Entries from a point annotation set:
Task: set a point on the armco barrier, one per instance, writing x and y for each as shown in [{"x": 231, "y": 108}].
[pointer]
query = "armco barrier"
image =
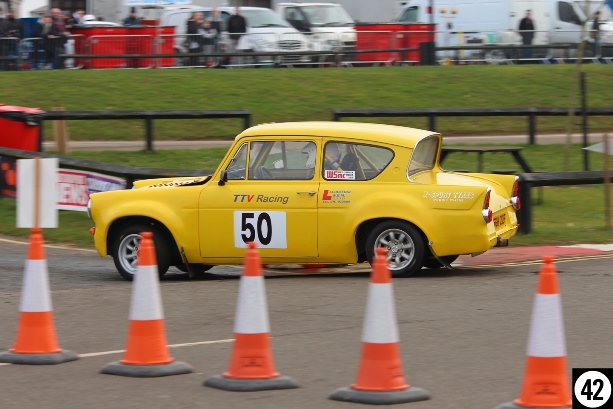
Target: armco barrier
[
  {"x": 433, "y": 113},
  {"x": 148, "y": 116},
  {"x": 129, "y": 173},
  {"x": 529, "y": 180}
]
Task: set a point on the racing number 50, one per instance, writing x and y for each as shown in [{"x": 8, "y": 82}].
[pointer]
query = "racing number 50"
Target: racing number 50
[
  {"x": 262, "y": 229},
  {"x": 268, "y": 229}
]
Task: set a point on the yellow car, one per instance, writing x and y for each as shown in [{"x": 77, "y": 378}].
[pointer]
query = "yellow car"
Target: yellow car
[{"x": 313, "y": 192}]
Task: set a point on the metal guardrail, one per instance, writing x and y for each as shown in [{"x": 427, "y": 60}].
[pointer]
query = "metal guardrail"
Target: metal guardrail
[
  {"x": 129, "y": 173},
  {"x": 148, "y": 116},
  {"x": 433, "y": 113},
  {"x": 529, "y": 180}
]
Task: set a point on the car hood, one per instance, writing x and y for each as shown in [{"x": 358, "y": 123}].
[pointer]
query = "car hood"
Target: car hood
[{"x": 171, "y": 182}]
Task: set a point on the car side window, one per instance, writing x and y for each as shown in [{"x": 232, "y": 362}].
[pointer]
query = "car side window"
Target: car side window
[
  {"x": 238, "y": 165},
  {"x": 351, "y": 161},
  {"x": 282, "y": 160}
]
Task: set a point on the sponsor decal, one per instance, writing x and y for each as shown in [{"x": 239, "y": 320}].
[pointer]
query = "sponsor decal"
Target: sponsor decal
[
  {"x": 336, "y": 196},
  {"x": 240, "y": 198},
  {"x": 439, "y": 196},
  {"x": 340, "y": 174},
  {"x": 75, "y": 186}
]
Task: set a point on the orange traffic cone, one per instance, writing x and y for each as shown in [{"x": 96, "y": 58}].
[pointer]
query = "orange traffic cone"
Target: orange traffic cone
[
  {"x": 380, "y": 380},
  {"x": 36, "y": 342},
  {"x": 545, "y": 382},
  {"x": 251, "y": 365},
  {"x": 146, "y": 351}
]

* * *

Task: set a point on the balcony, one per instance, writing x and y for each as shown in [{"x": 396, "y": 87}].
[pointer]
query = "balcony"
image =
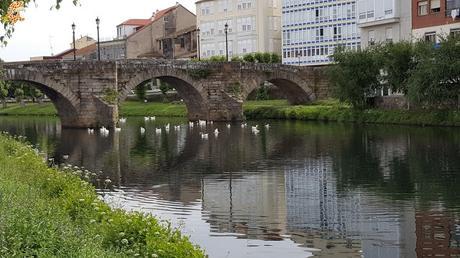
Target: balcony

EXERCISE BRIEF: Rewrite the stretch of material from the line containing "Task: set a point on the balcony, one" through the line containing "Target: balcony", renaming every "balcony" to "terrace" and changing nothing else. Omit the pictures from your output.

TASK RESULT:
Task: set a point on the terrace, one per instance, writing x and y for each as shown in [{"x": 396, "y": 87}].
[pointer]
query = "terrace"
image =
Target: terrace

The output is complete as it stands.